** Data extract follows **
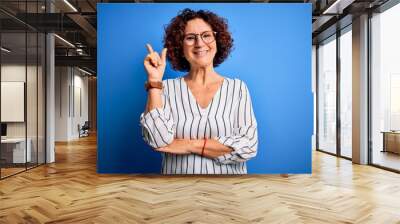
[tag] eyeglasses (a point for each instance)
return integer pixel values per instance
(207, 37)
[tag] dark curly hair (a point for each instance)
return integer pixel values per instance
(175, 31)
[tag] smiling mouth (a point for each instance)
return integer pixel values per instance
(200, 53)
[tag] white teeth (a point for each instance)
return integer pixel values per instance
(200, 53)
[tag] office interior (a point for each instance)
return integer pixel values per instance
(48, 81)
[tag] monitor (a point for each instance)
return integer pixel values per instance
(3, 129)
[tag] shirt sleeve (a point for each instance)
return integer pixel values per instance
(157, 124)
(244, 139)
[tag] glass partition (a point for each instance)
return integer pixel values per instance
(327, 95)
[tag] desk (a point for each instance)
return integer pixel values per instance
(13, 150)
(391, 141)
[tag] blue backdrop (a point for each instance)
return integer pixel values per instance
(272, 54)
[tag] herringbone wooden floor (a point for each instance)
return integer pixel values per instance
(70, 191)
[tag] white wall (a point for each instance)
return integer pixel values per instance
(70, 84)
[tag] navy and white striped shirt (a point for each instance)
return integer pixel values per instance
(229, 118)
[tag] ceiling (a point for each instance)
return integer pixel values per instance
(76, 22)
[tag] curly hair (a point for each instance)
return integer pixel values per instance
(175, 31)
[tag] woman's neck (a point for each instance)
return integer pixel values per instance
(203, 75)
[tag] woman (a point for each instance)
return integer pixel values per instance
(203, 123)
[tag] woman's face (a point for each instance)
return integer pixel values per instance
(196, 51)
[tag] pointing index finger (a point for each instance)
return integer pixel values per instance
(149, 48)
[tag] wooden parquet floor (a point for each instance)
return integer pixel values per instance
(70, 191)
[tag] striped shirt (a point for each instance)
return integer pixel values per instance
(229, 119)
** End of Data extract **
** Data extract follows **
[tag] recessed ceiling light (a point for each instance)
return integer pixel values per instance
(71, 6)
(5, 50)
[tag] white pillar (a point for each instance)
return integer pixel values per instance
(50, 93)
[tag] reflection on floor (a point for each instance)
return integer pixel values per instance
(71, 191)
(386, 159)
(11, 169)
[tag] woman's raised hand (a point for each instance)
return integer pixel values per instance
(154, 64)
** End of Data extract **
What needs to be done - Keeping every character as it is, restate the lines above that run from the line with "[tag] shirt sleeve" through the line with "[tag] blue backdrop", both included, and nothing else.

Output for this exercise -
[tag] shirt sleeve (a point for each instance)
return integer pixel values per instance
(157, 124)
(244, 139)
[tag] glass partition (a point for each instance)
return integer pixel values per instance
(327, 95)
[tag] desk (a point for each instance)
return integer pixel values per instance
(13, 150)
(391, 141)
[tag] blue backdrop (a point for each instance)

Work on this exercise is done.